Collected data entries:
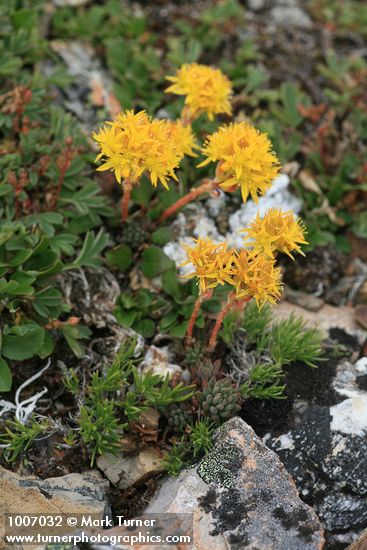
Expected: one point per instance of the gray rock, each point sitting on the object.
(329, 468)
(241, 497)
(289, 14)
(72, 494)
(256, 5)
(126, 471)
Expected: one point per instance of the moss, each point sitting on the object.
(221, 465)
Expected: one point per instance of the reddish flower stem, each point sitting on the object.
(194, 315)
(205, 187)
(126, 190)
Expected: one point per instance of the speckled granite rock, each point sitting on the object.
(241, 497)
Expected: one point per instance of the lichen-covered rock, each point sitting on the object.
(241, 497)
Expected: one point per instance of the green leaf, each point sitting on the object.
(26, 18)
(48, 346)
(5, 376)
(23, 341)
(154, 262)
(7, 287)
(126, 318)
(92, 247)
(360, 225)
(179, 331)
(120, 257)
(162, 236)
(145, 327)
(23, 283)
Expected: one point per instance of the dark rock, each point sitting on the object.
(329, 468)
(241, 497)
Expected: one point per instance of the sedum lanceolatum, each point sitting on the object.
(135, 144)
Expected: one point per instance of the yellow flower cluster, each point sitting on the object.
(135, 143)
(251, 274)
(213, 263)
(207, 90)
(245, 157)
(276, 231)
(256, 277)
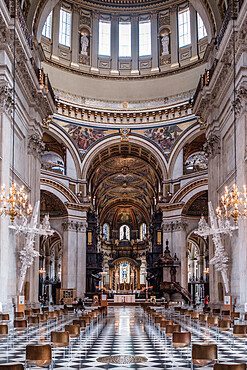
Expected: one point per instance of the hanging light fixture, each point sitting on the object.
(14, 202)
(234, 202)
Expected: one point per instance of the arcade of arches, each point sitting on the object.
(124, 152)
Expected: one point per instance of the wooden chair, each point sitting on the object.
(230, 366)
(204, 354)
(224, 325)
(74, 330)
(203, 318)
(212, 321)
(4, 317)
(36, 311)
(239, 331)
(33, 321)
(12, 366)
(170, 329)
(182, 339)
(39, 355)
(19, 315)
(28, 312)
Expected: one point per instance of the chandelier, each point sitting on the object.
(234, 204)
(14, 202)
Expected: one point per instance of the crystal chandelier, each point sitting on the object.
(14, 202)
(234, 204)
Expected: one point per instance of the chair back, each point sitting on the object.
(182, 339)
(39, 354)
(239, 331)
(74, 330)
(36, 310)
(164, 323)
(204, 354)
(4, 329)
(203, 318)
(230, 366)
(52, 315)
(224, 324)
(43, 317)
(33, 320)
(170, 329)
(28, 312)
(19, 315)
(20, 324)
(60, 338)
(194, 315)
(12, 366)
(213, 320)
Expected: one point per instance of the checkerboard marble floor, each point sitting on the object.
(125, 331)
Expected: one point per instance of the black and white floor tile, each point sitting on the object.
(125, 331)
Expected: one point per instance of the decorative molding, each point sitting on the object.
(174, 226)
(6, 101)
(124, 132)
(212, 145)
(35, 146)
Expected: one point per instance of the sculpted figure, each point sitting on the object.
(84, 44)
(165, 45)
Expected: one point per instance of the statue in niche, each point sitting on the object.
(165, 44)
(84, 44)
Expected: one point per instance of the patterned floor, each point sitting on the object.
(125, 331)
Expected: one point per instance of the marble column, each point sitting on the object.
(95, 42)
(193, 28)
(135, 45)
(174, 37)
(154, 42)
(75, 37)
(69, 258)
(82, 257)
(8, 269)
(114, 45)
(55, 31)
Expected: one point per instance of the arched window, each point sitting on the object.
(106, 231)
(124, 232)
(143, 231)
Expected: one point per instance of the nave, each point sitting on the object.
(125, 331)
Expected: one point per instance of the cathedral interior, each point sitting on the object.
(123, 204)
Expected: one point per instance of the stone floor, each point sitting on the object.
(125, 331)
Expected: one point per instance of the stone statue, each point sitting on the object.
(165, 45)
(84, 44)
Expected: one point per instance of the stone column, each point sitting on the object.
(134, 45)
(35, 150)
(154, 43)
(193, 28)
(55, 32)
(95, 41)
(82, 258)
(114, 45)
(75, 37)
(8, 270)
(69, 258)
(174, 37)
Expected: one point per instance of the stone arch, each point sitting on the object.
(109, 141)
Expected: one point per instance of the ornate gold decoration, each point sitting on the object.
(234, 204)
(14, 202)
(124, 132)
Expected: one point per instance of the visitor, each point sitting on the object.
(206, 301)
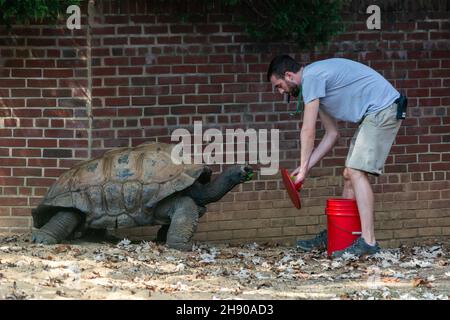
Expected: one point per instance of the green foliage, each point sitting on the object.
(305, 22)
(25, 11)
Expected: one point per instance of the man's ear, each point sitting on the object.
(288, 75)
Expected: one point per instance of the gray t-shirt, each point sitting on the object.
(347, 90)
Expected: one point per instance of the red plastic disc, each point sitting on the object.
(291, 188)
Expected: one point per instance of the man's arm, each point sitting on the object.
(328, 141)
(308, 157)
(307, 137)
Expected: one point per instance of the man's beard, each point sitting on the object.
(293, 89)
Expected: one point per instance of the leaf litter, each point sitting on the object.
(144, 270)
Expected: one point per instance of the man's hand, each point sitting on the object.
(300, 174)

• [WHAT THE TASK REQUIRES]
The records need to be restated word for word, minus any images.

• [YOUR SOLUTION]
Expected: one point per instance of the gray rock, each point sitting on the object.
(329, 468)
(241, 497)
(289, 14)
(72, 494)
(256, 5)
(126, 471)
Expected: one point per instance of the moss, each point sitting on the object.
(221, 465)
Expected: one point per instance of the reddish flower stem, each point sitting on the object.
(194, 315)
(205, 187)
(126, 190)
Expected: one point per instance of the speckled granite rock, each point sitting on the object.
(241, 497)
Expected: one point per instance of the lichen-covered rock, each point sitting on the object.
(241, 497)
Expected: one point per instance of the green leaf, each point sitting on the object.
(26, 18)
(48, 346)
(5, 376)
(23, 341)
(154, 262)
(7, 287)
(126, 318)
(92, 247)
(360, 225)
(179, 331)
(120, 257)
(162, 236)
(145, 327)
(23, 283)
Expected: one point per instance of the dark rock, each point sitting on the object.
(329, 468)
(241, 497)
Expected: one point per instance of the sedum lanceolatum, each point sitting on the object.
(135, 144)
Expected: one point per instance of the yellow flower cluster, each point sitting on the object.
(135, 143)
(251, 274)
(213, 263)
(207, 90)
(245, 157)
(276, 231)
(256, 277)
Expected: one point per instance of the hanging light fixture, each point sitting on the object.
(14, 202)
(234, 202)
Expected: one point per instance of the arcade of arches, each point sitting on the object.
(124, 152)
Expected: one point per instance of the wooden chair, each point sitting on the object.
(230, 366)
(204, 354)
(224, 325)
(74, 330)
(203, 318)
(212, 321)
(4, 317)
(36, 311)
(239, 331)
(33, 321)
(12, 366)
(170, 329)
(182, 339)
(39, 355)
(19, 315)
(28, 312)
Expected: one point per instance of the chandelier, each point sitting on the object.
(234, 204)
(14, 202)
Expected: one point per instance of the crystal chandelier, each point sitting on the object.
(14, 202)
(234, 204)
Expected: one point per instance of the chair back, each point sitting on the object.
(182, 339)
(39, 354)
(239, 331)
(74, 330)
(36, 310)
(164, 323)
(204, 354)
(4, 329)
(203, 318)
(230, 366)
(52, 315)
(224, 324)
(43, 317)
(33, 320)
(170, 329)
(28, 312)
(19, 315)
(20, 324)
(60, 338)
(194, 315)
(12, 366)
(213, 320)
Expected: one point per instance of the checkerboard marble floor, each point sitting on the object.
(125, 331)
Expected: one point per instance of the black and white floor tile, each point sitting on the object.
(125, 331)
Expected: one point per instance of the decorative molding, each point sitting on the object.
(174, 226)
(6, 101)
(124, 132)
(212, 145)
(35, 146)
Expected: one point per instance of the sculpted figure, each point sitting on the object.
(84, 44)
(165, 45)
Expected: one point per instance of the statue in niche, each point sitting on the object.
(165, 44)
(84, 44)
Expected: one point per instance of the patterned floor, each point sitting on the object.
(125, 331)
Expected: one point per instance of the marble column, each point sitting on the object.
(95, 42)
(193, 28)
(135, 45)
(174, 37)
(154, 42)
(75, 37)
(69, 258)
(82, 257)
(8, 269)
(114, 45)
(55, 31)
Expected: one point per instance of the arched window, each point sitting on the object.
(106, 231)
(124, 232)
(143, 231)
Expected: one point per instance of the nave, each point sitting on the object.
(125, 331)
Expected: one point per instance of the cathedral interior, each point sitting on the object.
(123, 204)
Expected: one point per instance of the stone floor, each point sitting on the object.
(125, 331)
Expected: one point per instance of the stone statue, each point sitting on the object.
(165, 45)
(84, 44)
Expected: one point per instance of the stone column, each point sitting on the object.
(134, 45)
(35, 150)
(154, 43)
(193, 28)
(55, 32)
(95, 41)
(82, 258)
(114, 45)
(75, 37)
(8, 270)
(69, 258)
(174, 37)
Expected: one point per instance of the stone arch, each point sitting on the object.
(109, 141)
Expected: one point per instance of the ornate gold decoration, each point sitting on the object.
(234, 204)
(14, 202)
(124, 132)
Expected: one point per instance of the visitor, each point sitting on the object.
(206, 301)
Expected: one point per instance of the green foliage, each point sitting on the object.
(305, 22)
(25, 11)
Expected: one point per instance of the man's ear, each point sitting on the object.
(288, 75)
Expected: one point per instance of the gray t-shirt, each point sitting on the object.
(347, 90)
Expected: one point per instance of the red plastic disc, each point sitting on the object.
(291, 188)
Expected: one point per instance of the man's arm, each point sitting on the object.
(328, 141)
(308, 157)
(307, 137)
Expected: one point per instance of the man's beard, each point sitting on the object.
(293, 89)
Expected: one point per instance of the leaf litter, each point sitting on the object.
(144, 270)
Expected: one point per instance of the man's hand, each point sitting on the object.
(300, 174)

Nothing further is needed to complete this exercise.